Recopiez mot pour mot le passage du texte sur la jeunesse réunionnaise, de « Dernier mot d’ordre » à « été plus approprié... ».

## [Texte fourni]
•••••
Plaidoyer pour une “réunionnisation” des mots d’ordre dans la jeunesse

Les syndicats étudiants réunionnais arrimés aux mots d’ordres parisiens

26 avril 2006

Soixante ans après l’abolition du statut colonial, il en est qui, parmi les chefs de file de la jeunesse réunionnaise, s’acharnent à s’arrimer aux mots d’ordres du microcosme politique manichéen parisien. Et ce n’est malheureusement là pas l’apanage des gens dits de droite. On trouve, parmi les “progressistes”, nombre d’amateurs de cette troublante attitude. Pourtant, il y a 11 ans, dans une interview accordée à un quotidien de l’époque “Le Réunionnais”, Paul Vergès répondait déjà en ces termes à un journaliste qui lui posait la question du clivage droite/gauche :

"Dans les conditions historiques et spécifiques de la France à la fin du dernier siècle, un certain nombre de notions ont caractérisé la gauche. D’abord la séparation de l’Église et de l’État à travers la laïcité, ensuite la remise en cause des conditions de vie, la gauche signifiant le progrès et la justice sociale, la droite l’ordre et le conservatisme. C’est une construction française. On a transféré à La Réunion ces notions". Il est tout à fait évident que ces notions transférées tel quel ne sont pas pertinentes à La Réunion, qui historiquement, géopolitiquement et culturellement est construite différemment que la France. Et il est vrai que s’obstiner à les appliquer dans leur sens traditionnel peut nous confiner dans un certain ridicule.
Dernier mot d’ordre national en date, et fortement suivi par un certain nombre de syndicats réunionnais : tuer dans l’œuf le CPE. Sans soutenir le CPE (Contrat première embauche) - tout au contraire - rappelons que ne visant que les entreprises de plus de 20 salariés, il n’aurait concerné qu’extrêmement peu d’entreprises réunionnaises : environ 2% ! Un combat du même ordre contre le CNE (Contrat nouvelle embauche) - qui avait par ailleurs déjà fait une victime du côté du Ciné Cambaie - eût été plus approprié...
À propos du CPE justement, voyons voir ce qui en substance se disait sur les forums de jeunes au niveau national. Morceaux choisis :

Portrait n°1 : Vision des jeunes grévistes par un jeune hexagonal de droite :

"Les étudiants manifestent sans trop savoir pourquoi. En toile de fond, le syndicalisme d’extrême gauche, autiste, et disons le, désespérément écervelé, qui poursuit on ne sait quel but comme un automate : on a tous en tête l’image du chien d’un voisin que l’on entend aboyer tout le jour et toute la nuit, incapable de s’arrêter. Ces manifestants irresponsables et irréfléchis traînent derrière eux une cohorte d’anarchistes qui s’attaquent à nos CRS comme symbole du pouvoir et de la République, et font mine d’être surpris ou choqués. Quel spectacle désolant de médiocrité pendant que des chômeurs crèvent de ne pas avoir de quoi se nourrir. Quelle démonstration éclatante d’un cruel et flagrant manque de lucidité de la part de ces "étudiants", d’un égoïsme méprisant, d’une inconscience profonde des mutations de la société. Ces moutons qui sont descendus dans la rue au soir du 21 avril sont remis dans le près aujourd’hui par les mêmes bergers, pour bramer à tue-tête sans réfléchir".
•••••
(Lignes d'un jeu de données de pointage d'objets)
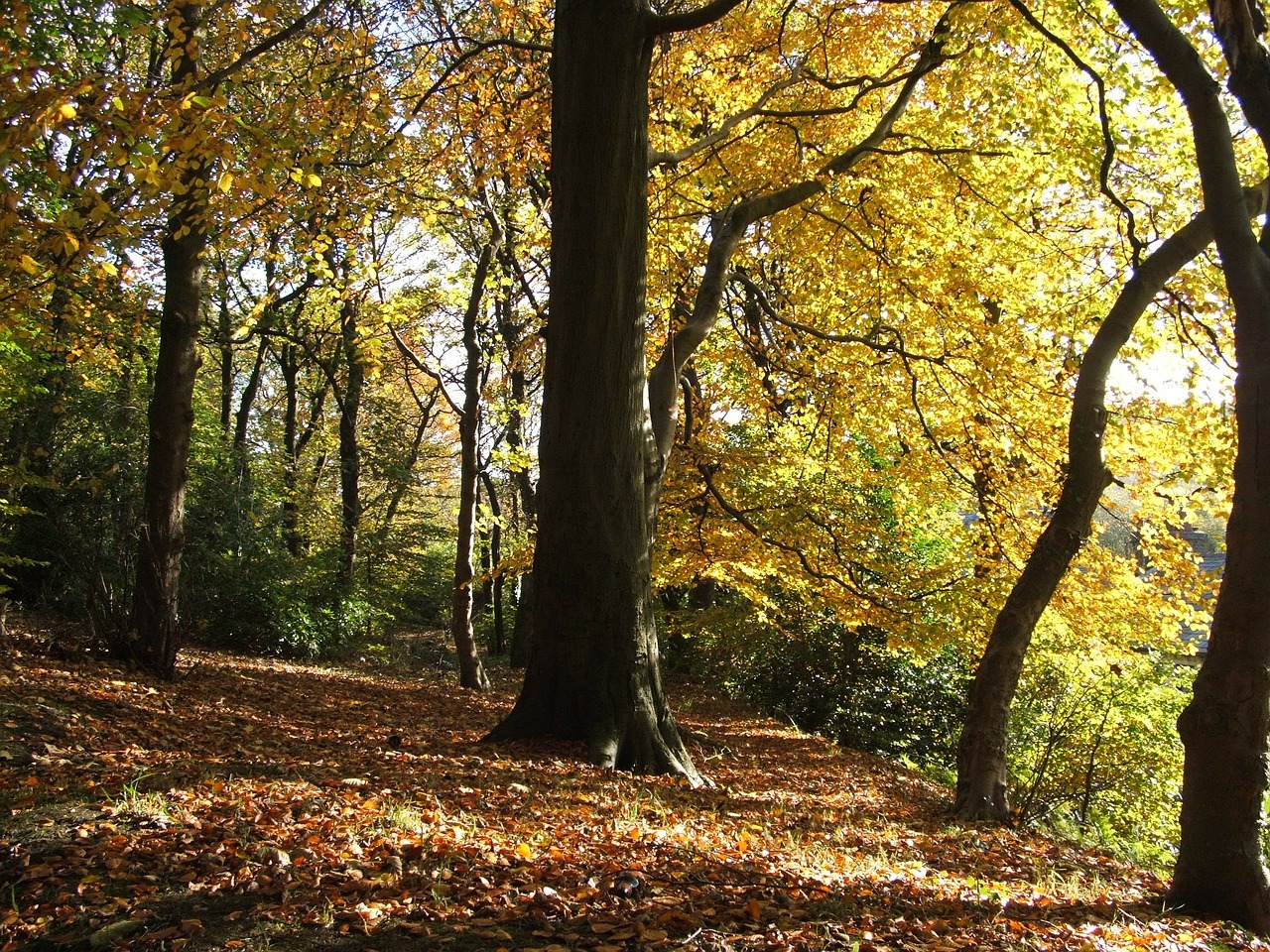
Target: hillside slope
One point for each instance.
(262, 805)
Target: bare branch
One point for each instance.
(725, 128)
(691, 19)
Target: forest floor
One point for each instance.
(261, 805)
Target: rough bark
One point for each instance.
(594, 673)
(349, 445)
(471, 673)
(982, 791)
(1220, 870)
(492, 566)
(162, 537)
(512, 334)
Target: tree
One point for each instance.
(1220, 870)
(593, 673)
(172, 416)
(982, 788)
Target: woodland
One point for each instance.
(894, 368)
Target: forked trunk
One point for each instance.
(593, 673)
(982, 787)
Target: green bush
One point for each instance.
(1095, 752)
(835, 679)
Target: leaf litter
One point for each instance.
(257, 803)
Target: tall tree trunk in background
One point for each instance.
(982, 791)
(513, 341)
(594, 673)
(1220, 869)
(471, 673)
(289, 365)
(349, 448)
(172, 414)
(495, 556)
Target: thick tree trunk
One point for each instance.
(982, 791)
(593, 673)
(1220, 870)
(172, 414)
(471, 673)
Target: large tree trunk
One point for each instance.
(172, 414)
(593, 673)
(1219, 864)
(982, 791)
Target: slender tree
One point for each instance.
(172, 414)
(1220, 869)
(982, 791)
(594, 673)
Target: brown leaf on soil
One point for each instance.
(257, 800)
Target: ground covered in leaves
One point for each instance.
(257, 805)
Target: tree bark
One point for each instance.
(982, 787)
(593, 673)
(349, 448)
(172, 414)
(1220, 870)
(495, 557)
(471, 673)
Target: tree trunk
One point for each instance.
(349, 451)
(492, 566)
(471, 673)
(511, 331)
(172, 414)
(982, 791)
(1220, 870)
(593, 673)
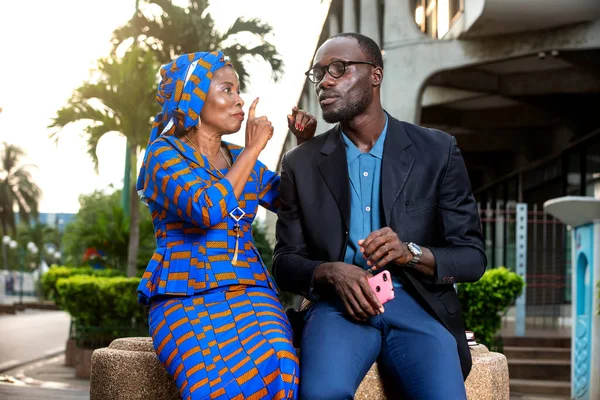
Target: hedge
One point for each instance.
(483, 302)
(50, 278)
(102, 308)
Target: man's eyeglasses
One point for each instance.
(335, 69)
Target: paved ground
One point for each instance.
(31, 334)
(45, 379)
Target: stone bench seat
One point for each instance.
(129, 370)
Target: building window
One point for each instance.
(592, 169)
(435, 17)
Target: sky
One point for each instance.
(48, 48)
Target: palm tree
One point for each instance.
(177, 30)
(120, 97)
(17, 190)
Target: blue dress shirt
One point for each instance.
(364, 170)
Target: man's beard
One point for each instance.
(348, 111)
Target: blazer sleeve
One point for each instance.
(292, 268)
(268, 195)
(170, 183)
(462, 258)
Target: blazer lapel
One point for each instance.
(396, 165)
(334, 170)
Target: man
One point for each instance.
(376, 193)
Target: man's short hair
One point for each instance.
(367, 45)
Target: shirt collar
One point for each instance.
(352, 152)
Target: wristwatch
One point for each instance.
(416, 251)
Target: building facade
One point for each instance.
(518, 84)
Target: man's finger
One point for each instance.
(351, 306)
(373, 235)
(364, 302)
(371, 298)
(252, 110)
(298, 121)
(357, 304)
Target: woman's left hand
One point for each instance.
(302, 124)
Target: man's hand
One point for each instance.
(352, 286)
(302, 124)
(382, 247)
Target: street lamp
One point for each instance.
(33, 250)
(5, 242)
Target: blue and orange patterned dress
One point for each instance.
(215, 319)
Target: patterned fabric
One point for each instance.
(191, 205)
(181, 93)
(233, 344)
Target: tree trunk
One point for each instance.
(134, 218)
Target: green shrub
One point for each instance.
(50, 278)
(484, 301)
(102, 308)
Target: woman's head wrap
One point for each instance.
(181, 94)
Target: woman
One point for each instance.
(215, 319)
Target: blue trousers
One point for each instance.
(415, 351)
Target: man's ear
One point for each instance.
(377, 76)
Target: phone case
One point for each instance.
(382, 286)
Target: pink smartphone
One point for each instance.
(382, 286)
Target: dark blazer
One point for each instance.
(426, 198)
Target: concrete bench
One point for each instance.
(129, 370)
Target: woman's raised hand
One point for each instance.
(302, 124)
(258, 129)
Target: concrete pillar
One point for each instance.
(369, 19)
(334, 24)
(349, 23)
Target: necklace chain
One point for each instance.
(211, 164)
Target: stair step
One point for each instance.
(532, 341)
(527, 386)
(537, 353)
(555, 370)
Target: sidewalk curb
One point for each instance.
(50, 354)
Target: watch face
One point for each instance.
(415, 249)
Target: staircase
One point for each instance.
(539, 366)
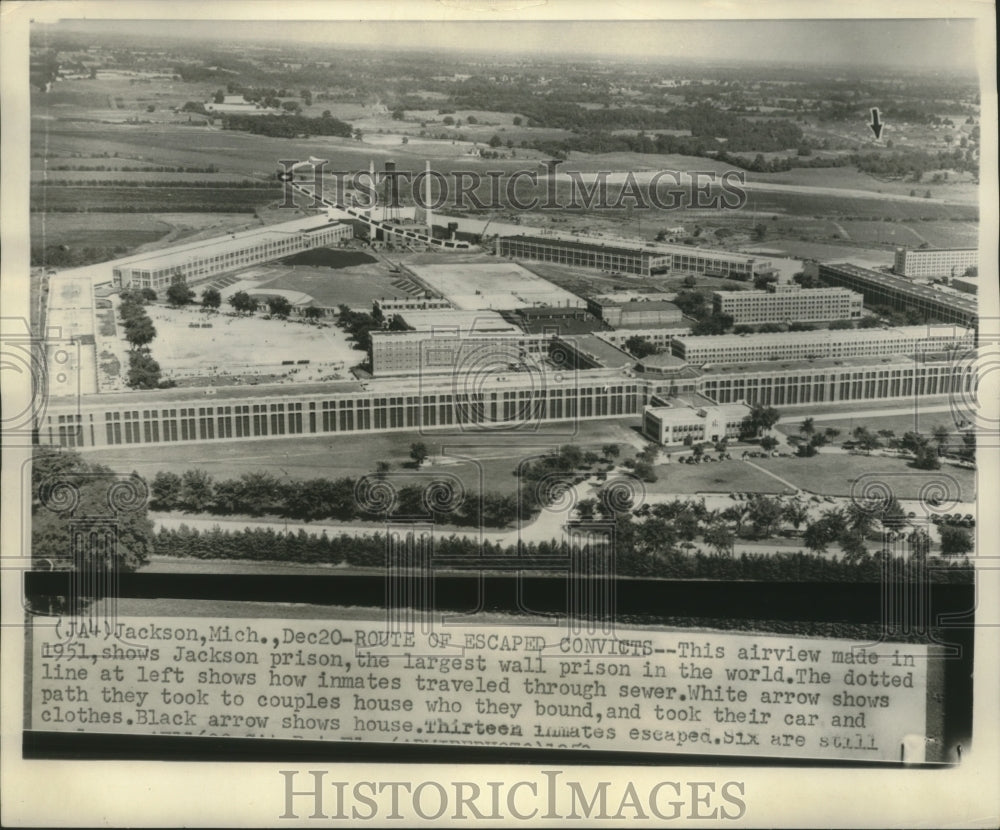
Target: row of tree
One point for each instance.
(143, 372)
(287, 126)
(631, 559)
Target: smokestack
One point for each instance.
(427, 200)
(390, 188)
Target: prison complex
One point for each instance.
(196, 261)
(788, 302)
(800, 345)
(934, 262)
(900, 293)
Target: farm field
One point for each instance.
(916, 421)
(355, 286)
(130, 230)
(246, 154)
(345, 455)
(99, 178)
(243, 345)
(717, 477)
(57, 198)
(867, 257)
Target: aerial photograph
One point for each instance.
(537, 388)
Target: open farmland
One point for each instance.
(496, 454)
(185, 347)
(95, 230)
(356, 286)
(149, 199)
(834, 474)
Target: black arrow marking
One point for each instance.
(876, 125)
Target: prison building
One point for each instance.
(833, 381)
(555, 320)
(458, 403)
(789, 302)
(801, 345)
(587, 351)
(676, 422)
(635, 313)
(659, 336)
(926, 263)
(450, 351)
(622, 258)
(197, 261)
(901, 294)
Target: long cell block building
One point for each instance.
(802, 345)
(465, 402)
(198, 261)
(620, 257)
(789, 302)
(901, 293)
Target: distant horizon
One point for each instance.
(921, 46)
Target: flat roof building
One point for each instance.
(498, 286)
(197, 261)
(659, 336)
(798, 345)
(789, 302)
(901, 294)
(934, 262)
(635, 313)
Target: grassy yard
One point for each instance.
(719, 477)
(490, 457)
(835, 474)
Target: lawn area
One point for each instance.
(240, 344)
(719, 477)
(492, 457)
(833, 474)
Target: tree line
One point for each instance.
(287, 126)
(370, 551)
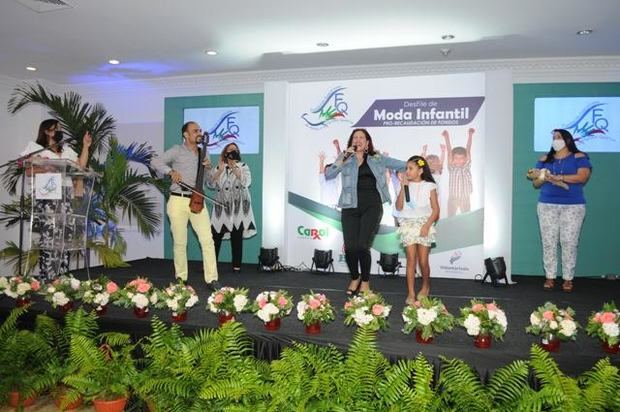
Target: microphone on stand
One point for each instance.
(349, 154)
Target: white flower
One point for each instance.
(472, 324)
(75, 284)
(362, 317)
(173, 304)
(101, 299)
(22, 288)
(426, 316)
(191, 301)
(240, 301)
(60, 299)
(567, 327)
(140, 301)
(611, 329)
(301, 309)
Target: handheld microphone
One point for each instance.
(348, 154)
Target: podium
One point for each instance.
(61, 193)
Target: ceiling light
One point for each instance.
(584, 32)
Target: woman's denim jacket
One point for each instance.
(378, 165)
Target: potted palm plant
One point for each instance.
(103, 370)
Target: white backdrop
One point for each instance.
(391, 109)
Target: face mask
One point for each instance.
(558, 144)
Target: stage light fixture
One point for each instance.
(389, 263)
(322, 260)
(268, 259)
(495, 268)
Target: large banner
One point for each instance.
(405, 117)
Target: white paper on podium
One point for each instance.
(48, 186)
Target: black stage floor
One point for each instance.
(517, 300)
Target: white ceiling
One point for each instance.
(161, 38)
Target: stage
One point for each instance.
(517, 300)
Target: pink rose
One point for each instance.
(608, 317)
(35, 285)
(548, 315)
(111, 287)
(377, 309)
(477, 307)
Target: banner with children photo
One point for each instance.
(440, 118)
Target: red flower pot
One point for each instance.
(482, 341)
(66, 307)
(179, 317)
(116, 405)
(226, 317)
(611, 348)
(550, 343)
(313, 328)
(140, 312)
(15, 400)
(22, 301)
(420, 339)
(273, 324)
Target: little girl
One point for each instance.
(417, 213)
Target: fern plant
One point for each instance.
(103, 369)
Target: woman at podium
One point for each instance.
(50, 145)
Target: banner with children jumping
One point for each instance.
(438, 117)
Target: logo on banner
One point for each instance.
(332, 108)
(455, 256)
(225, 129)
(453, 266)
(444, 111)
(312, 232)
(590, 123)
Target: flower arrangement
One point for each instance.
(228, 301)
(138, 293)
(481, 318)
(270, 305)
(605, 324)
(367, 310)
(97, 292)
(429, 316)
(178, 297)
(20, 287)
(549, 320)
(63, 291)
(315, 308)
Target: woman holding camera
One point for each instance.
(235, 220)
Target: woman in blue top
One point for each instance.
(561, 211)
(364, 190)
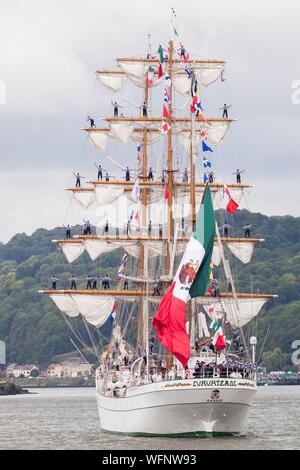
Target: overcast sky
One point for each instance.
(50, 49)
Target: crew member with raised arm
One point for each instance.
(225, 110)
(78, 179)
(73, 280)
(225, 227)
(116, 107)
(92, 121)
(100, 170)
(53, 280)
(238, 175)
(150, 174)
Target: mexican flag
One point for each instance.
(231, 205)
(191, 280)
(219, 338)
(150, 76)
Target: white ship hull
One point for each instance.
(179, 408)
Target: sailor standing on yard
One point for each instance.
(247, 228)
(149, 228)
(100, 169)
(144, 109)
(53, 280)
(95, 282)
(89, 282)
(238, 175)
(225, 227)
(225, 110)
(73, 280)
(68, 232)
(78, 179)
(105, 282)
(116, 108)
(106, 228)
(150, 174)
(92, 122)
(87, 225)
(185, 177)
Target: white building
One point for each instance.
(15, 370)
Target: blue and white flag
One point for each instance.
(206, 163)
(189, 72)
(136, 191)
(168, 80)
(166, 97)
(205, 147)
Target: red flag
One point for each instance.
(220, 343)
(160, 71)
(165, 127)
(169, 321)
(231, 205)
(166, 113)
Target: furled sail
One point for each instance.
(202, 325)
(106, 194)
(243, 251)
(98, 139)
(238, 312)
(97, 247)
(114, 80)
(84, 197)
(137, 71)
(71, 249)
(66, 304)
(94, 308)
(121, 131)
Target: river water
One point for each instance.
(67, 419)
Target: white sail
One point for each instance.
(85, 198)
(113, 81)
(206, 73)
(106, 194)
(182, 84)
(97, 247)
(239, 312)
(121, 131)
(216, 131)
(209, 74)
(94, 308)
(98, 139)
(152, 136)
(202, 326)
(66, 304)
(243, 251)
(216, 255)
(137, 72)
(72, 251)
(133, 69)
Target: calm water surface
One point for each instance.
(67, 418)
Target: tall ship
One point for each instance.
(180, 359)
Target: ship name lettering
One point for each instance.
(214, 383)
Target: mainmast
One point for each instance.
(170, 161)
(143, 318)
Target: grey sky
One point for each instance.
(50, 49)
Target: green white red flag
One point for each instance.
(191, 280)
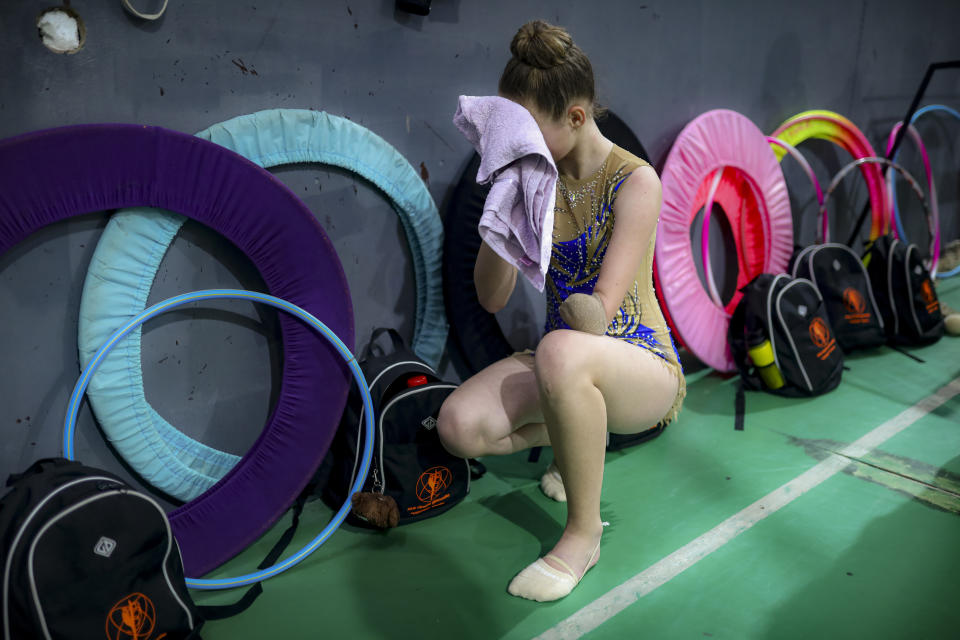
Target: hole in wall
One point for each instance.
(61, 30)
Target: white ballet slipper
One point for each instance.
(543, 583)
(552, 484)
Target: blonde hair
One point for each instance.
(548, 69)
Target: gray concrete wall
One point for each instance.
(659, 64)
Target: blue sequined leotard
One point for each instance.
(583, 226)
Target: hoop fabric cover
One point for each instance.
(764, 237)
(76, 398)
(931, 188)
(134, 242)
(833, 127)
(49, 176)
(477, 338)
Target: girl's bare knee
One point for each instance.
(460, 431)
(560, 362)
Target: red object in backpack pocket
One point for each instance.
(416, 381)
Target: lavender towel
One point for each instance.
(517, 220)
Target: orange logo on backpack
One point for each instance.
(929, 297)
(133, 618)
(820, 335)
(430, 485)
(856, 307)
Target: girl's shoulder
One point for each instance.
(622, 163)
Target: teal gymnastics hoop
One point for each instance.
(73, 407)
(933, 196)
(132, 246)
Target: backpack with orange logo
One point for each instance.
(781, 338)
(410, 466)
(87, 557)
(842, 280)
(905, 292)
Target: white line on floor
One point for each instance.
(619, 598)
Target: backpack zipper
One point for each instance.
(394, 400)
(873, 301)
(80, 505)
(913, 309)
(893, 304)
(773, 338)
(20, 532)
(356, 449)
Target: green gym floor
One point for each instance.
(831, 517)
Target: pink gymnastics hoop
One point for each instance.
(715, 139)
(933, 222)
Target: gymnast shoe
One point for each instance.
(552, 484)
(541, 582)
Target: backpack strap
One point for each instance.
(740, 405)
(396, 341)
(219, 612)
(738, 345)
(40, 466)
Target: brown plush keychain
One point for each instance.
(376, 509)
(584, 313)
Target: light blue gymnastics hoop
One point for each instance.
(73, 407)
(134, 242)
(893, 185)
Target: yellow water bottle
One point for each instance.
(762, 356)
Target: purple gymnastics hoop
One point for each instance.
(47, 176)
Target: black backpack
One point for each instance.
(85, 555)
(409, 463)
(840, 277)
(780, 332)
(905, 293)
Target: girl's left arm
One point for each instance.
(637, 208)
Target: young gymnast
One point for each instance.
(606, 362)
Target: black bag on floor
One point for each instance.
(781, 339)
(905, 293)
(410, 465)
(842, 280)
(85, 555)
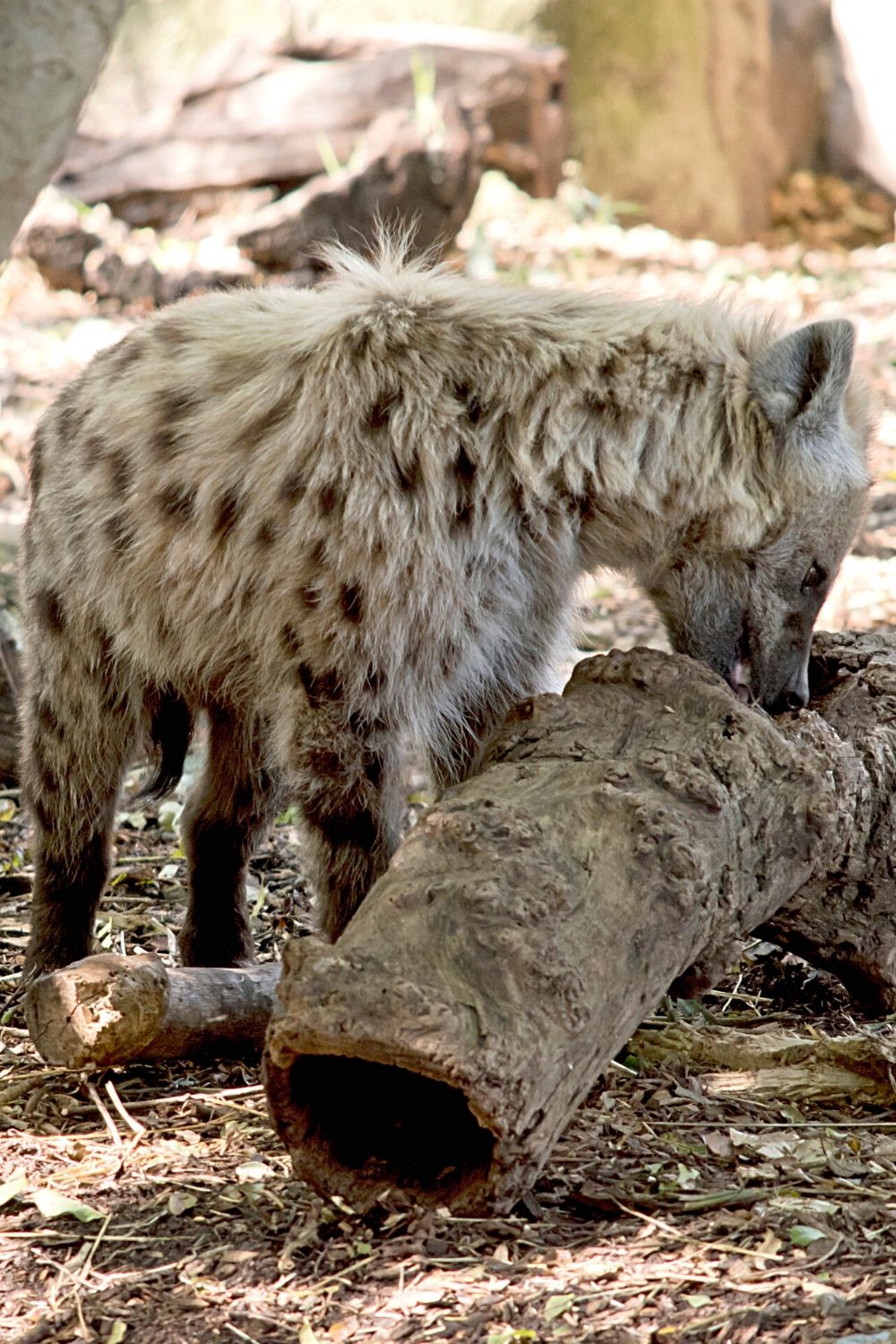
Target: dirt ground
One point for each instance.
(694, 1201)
•••••
## [Réponse]
Dernier mot d’ordre national en date, et fortement suivi par un certain nombre de syndicats réunionnais : tuer dans l’œuf le CPE. Sans soutenir le CPE (Contrat première embauche) - tout au contraire - rappelons que ne visant que les entreprises de plus de 20 salariés, il n’aurait concerné qu’extrêmement peu d’entreprises réunionnaises : environ 2% ! Un combat du même ordre contre le CNE (Contrat nouvelle embauche) - qui avait par ailleurs déjà fait une victime du côté du Ciné Cambaie - eût été plus approprié...